(SHORT TASK)
Please revise all the rows below, replacing "Reviewer note" with "Annotator note" wherever it occurs and leaving everything else untouched.

═════ RECORD LIST ═════

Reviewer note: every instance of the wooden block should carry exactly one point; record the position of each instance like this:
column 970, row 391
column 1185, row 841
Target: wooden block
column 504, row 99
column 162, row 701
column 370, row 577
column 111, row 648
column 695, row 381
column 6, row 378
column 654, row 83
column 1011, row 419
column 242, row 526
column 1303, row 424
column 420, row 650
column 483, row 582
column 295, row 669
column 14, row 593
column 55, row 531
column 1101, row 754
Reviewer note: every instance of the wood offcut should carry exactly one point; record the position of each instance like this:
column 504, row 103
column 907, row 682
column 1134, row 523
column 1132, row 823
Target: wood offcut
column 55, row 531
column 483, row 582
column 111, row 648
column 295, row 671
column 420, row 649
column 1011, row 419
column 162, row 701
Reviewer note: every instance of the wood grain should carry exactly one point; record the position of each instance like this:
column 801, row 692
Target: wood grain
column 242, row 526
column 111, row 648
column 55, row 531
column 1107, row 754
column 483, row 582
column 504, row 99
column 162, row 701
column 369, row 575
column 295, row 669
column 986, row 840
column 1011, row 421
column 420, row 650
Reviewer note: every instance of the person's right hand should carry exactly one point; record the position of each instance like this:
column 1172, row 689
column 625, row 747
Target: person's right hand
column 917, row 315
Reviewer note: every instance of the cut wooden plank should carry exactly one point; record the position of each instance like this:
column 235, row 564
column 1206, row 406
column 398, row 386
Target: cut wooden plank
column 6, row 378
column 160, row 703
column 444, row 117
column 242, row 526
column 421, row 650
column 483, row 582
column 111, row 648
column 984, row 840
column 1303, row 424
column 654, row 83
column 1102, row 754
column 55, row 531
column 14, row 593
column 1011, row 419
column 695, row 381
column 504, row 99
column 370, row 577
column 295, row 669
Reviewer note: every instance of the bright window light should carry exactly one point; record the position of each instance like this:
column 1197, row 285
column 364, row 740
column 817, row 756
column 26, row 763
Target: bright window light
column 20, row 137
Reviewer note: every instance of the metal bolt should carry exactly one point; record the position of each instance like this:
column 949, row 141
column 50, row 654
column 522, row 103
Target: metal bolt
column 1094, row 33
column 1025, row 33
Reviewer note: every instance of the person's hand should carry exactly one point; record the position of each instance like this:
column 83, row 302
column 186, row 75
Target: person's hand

═════

(CORRECT ANSWER)
Annotator note: every instance of the wooden block should carry exactly one point; record the position of each instance like this:
column 970, row 391
column 1185, row 841
Target: wooden block
column 504, row 99
column 162, row 701
column 370, row 577
column 111, row 648
column 695, row 381
column 6, row 378
column 654, row 83
column 1011, row 419
column 242, row 526
column 1303, row 424
column 420, row 650
column 483, row 582
column 295, row 669
column 14, row 593
column 55, row 531
column 1101, row 754
Annotator note: every instance of the wood offcut should carry exactly one point; record the position of each instance like this:
column 504, row 103
column 907, row 682
column 1134, row 523
column 1132, row 823
Target: wood offcut
column 55, row 531
column 483, row 582
column 111, row 648
column 295, row 671
column 420, row 649
column 1011, row 419
column 162, row 701
Annotator note: every instance of the wood grain should carry exactly one point; record the position of each instance like this:
column 801, row 692
Target: wood grain
column 242, row 526
column 111, row 648
column 55, row 531
column 1107, row 754
column 483, row 582
column 504, row 99
column 162, row 701
column 369, row 575
column 295, row 669
column 986, row 840
column 1011, row 421
column 420, row 650
Annotator note: every instance of the person's right hand should carry exactly one point; record the position of each instance like this:
column 1172, row 689
column 625, row 747
Target: person's right hand
column 917, row 315
Annotator note: every instance of the cut wooden plank should carry exactly one point; record the position of each instance like this:
column 235, row 564
column 1206, row 406
column 398, row 386
Target: cut wooden plank
column 6, row 378
column 160, row 703
column 444, row 117
column 242, row 526
column 421, row 650
column 483, row 582
column 111, row 648
column 984, row 840
column 1303, row 424
column 654, row 83
column 1102, row 754
column 55, row 531
column 14, row 593
column 1011, row 419
column 695, row 381
column 504, row 99
column 370, row 577
column 295, row 669
Annotator note: every instance of the bright window light should carry exactly one point; record the position of each instance like this:
column 1197, row 285
column 364, row 740
column 817, row 756
column 26, row 763
Target: bright window light
column 20, row 137
Annotator note: every instance of the metal bolt should carry exactly one point; record the position of each instance like this:
column 949, row 141
column 50, row 654
column 522, row 103
Target: metal bolt
column 1094, row 33
column 1025, row 33
Annotator note: every instance of the person's hand should carry exactly one point; record the position of each instance like this:
column 83, row 302
column 186, row 75
Target: person's hand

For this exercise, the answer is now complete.